TO DO:
1. Reproduce the portion of the essay on parenting and stories starting with "But we aren’t" and going on through "more than teachers.".
2. In one to three sentences, explain why the essay on parenting and stories says that stories are needed to counter what the daughters come to believe about beauty and about living with a boy.
3. Write the next part of the essay on parenting and stories, picking up after its final sentence.

EXCERPTED TEXT:
• • • • •

Parenting starts with a story:
My grandma, worried that her 3-year son had not spoken a word yet, had him chase down a grasshopper. Diligently, without complaint, the boy did and returned with a smile. Open she said; confused but with hesitation, he opened wide. Wide. She shoved it in and closed his mouth. Hablas, mijo, hablas. He spit it out crying. Crying and yelling. He has not stopped either since she says and smiles thinking of her now 50 year old son talking his time away in a New Mexican state penitentiary.
This is my father. He smiles when he tells this story now on a snowy day to my children in his trailer on the outskirts of town. He has been out of jail for a year now. My kids look to me for guidance. Do we believe? I can only smile. Teasing, my father says, ‘what mija you don’t believe me? Come here I’ll tell you more.’
I realize this is so central to my parenting. Stories. But I did not know this when I became a father. I didn’t know those afternoons or early mornings when my partner had to leave to culinary school and I had to discover what to do for the next eight hours that I was talking to both my newborn son and myself. I was showing us they way. I was imagining the path home. Telling myself, telling my son that success is possible, that despite my fear, my ignorance, my loneliness this path was traversable. It’s the stories that we tell each other that create connections, that foster empathy, that teach.
But we aren’t the only ones telling tales. I see now how storytelling works in a cultural, social level as well; how myths of capitalism, christianity, patriarchy are told over and over and over until our kids tell them back to each other while at play, to their teachers in their homework, to us if we listen during those tucking ins at bed time or in the quite hours when we wake up together in our bed. This is linguistic terrorism. I have also come to see how it’s our cultural stories that impact our kids more than any one thing can, more than parents, more than teachers.
My daughter combing her hair in the morning, sulks away from the mirror saying her hair is ugly. Who taught her that beauty standard because no amount ‘oh no it doesn’t, honey’ is gone change her view in that moment. My other daughter informing her sister as they play in the car that if she ever lives with a boy then she has to have sex with him. ‘Really, why?’ my partner asks. Because. As if that explains it. We need stories to counter these. We need heroes, legends, rituals that offer other narratives, other examples of how to look, how to live, what should be valued, what holds meaning, what it means to be alive.

• • • • •

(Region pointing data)

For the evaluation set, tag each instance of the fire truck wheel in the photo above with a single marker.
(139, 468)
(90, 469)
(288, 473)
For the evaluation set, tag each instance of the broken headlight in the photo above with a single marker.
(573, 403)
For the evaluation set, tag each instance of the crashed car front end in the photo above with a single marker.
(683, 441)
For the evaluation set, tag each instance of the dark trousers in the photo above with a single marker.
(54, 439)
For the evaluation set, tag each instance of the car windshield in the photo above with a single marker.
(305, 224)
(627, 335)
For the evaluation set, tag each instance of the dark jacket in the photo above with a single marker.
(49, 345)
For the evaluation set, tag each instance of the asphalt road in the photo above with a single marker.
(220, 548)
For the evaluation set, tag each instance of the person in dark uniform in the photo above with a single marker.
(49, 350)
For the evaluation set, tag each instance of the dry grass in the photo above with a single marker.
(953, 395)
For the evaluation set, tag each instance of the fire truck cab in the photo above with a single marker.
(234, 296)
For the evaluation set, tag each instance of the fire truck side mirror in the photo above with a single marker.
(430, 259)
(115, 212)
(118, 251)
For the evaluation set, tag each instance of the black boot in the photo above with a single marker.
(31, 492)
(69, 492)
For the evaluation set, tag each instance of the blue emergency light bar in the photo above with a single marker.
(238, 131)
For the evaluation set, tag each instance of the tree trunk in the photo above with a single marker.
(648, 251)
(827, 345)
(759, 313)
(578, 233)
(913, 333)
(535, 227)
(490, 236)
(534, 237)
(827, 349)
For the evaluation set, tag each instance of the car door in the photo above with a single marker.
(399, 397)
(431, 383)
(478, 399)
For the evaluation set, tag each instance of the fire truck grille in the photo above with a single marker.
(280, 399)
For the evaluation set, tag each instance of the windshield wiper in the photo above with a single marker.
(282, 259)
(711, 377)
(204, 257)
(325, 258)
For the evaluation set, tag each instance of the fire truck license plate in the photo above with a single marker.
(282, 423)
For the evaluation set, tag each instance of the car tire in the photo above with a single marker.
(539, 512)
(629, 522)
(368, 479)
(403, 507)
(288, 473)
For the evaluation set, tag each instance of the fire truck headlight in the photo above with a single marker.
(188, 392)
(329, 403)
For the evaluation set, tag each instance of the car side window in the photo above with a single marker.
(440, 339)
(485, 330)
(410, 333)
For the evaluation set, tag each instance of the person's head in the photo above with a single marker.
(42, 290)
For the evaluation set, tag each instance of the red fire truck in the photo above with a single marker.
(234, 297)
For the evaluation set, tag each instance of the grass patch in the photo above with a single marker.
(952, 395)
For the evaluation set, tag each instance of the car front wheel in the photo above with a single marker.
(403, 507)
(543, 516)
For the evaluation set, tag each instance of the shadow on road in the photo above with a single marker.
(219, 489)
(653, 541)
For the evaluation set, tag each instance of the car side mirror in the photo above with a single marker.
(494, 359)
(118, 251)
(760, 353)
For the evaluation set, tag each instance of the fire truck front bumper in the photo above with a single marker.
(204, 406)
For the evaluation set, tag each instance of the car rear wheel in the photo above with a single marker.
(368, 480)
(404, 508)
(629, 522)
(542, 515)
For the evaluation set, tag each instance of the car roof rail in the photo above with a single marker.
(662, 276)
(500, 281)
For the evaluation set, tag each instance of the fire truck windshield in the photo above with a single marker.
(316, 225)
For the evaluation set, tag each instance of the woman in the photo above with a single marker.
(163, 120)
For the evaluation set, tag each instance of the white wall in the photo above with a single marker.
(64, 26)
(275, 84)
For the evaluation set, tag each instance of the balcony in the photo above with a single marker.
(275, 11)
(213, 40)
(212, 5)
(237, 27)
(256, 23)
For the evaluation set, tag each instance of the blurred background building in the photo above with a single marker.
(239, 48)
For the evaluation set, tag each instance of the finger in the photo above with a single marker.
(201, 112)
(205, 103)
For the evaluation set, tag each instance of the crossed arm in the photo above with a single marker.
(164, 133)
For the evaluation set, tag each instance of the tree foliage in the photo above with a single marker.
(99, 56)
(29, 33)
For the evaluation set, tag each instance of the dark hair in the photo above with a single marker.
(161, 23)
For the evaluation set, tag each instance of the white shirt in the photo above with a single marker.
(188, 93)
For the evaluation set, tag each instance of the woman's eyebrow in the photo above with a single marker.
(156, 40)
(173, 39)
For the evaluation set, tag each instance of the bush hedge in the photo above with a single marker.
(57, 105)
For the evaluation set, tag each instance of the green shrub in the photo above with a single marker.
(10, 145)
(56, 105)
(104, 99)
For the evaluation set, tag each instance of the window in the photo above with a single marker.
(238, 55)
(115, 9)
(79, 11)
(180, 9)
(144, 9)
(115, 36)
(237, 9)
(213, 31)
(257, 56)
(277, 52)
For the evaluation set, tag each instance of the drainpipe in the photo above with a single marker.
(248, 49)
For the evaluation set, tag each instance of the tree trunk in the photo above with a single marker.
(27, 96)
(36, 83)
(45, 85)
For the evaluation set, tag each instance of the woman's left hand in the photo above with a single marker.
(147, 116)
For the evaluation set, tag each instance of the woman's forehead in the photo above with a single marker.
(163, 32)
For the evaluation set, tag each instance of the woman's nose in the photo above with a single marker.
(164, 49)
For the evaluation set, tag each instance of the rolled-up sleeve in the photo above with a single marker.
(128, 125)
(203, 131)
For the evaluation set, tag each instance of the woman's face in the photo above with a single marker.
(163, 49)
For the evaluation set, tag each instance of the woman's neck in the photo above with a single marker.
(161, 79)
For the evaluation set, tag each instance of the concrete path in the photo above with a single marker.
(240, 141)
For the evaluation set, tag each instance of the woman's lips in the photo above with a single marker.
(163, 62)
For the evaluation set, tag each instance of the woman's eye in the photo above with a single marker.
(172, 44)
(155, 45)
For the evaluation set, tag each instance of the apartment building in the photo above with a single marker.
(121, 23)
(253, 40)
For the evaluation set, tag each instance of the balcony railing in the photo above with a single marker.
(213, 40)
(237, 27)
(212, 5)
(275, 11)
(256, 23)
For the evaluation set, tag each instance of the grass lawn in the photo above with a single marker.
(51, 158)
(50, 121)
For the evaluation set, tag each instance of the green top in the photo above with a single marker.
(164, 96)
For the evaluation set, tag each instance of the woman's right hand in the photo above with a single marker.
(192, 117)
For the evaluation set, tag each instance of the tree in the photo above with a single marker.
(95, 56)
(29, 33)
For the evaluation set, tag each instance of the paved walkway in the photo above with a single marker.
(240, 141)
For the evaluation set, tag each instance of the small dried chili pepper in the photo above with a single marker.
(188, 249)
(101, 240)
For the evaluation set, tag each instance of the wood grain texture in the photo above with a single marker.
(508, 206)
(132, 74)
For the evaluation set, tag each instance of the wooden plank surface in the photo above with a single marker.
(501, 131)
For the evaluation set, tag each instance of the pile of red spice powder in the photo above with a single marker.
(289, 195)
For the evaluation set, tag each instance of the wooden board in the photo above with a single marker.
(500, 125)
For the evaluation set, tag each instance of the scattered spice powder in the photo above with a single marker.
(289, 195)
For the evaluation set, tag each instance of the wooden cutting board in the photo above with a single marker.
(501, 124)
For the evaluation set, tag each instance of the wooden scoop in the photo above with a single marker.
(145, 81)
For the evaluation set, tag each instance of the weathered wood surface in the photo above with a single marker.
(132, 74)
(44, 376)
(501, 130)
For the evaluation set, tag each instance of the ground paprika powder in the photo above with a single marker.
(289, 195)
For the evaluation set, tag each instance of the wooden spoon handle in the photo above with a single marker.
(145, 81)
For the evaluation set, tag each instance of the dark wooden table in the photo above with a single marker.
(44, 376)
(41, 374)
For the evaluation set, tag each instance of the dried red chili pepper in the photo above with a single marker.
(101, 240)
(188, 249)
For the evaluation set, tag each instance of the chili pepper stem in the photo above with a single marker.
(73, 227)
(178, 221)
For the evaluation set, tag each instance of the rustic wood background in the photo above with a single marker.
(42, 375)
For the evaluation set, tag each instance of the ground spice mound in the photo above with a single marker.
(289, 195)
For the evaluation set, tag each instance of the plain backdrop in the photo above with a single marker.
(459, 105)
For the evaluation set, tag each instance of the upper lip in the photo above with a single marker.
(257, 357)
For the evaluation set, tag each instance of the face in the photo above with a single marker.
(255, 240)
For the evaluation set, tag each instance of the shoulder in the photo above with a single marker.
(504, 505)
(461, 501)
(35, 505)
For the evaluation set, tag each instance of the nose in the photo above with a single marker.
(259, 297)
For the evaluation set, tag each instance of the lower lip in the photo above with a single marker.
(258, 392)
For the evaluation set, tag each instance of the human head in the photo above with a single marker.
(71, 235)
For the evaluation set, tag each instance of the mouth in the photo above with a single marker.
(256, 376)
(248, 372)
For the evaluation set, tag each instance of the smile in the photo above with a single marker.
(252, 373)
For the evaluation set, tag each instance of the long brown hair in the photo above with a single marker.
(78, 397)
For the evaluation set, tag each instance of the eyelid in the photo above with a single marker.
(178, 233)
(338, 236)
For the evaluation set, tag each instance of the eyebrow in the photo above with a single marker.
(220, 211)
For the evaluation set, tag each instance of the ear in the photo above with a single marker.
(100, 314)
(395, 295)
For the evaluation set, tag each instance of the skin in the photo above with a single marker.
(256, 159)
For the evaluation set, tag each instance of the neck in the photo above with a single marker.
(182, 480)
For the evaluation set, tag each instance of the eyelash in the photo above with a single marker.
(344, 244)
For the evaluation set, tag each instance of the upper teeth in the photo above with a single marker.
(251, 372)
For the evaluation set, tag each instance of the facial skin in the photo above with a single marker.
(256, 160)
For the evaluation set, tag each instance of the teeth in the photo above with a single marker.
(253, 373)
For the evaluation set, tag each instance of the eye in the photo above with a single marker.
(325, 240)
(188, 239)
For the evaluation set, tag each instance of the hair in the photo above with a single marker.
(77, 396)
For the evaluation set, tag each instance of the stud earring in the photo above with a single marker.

• • • • •

YOUR RESPONSES:
1.
But we aren’t the only ones telling tales. I see now how storytelling works in a cultural, social level as well; how myths of capitalism, christianity, patriarchy are told over and over and over until our kids tell them back to each other while at play, to their teachers in their homework, to us if we listen during those tucking ins at bed time or in the quite hours when we wake up together in our bed. This is linguistic terrorism. I have also come to see how it’s our cultural stories that impact our kids more than any one thing can, more than parents, more than teachers.

2. The essay holds that cultural stories affect children more than any one thing can, more than parents or teachers, so a parent's reassurance such as "oh no it doesn't, honey" will not change a child's view in that moment. Stories, heroes, legends and rituals are needed because they offer other narratives and examples of how to look, how to live, what should be valued and what it means to be alive.

3.
Because that shit works; the other day my son, who used to be a vegetarian for the last five years (on his own accord) but now laughs at that Super Size Me film not because of what it’s saying but that it took the guy twenty whole minutes to eat his meal and then he puked. ‘Hella stoopid. I’d eat two in ten minutes,’ my son brags. As if it’s something to be proud of. My son who’s biggest dream right now is to own a scraper to cruise through south Berkeley bumpin base because it looks tight. Yes that’s my son, but so is this. My son taking his 3 year old cousin by the hand for a walk in the back yard and she picks up a worm. He asks her has she ever heard the story about Ella who ate a big ol’ worm when she was a baby thinking it was a cheeto. ‘Ever since then, he says ‘Ella is a little an animal lover. I think it’s the worm inside her.’ They laugh and laugh. I can only smile. I don’t know what it means, what the moral is, but I know my son is gonna make it. In his own way, on his own terms. But he’s gonna survive all the lies that are forced on him and so many others like him. All the bullshit he’s asked to believe or buy into.
What are the stories you need to tell? What do you share with your child, your lovers, your family and friends?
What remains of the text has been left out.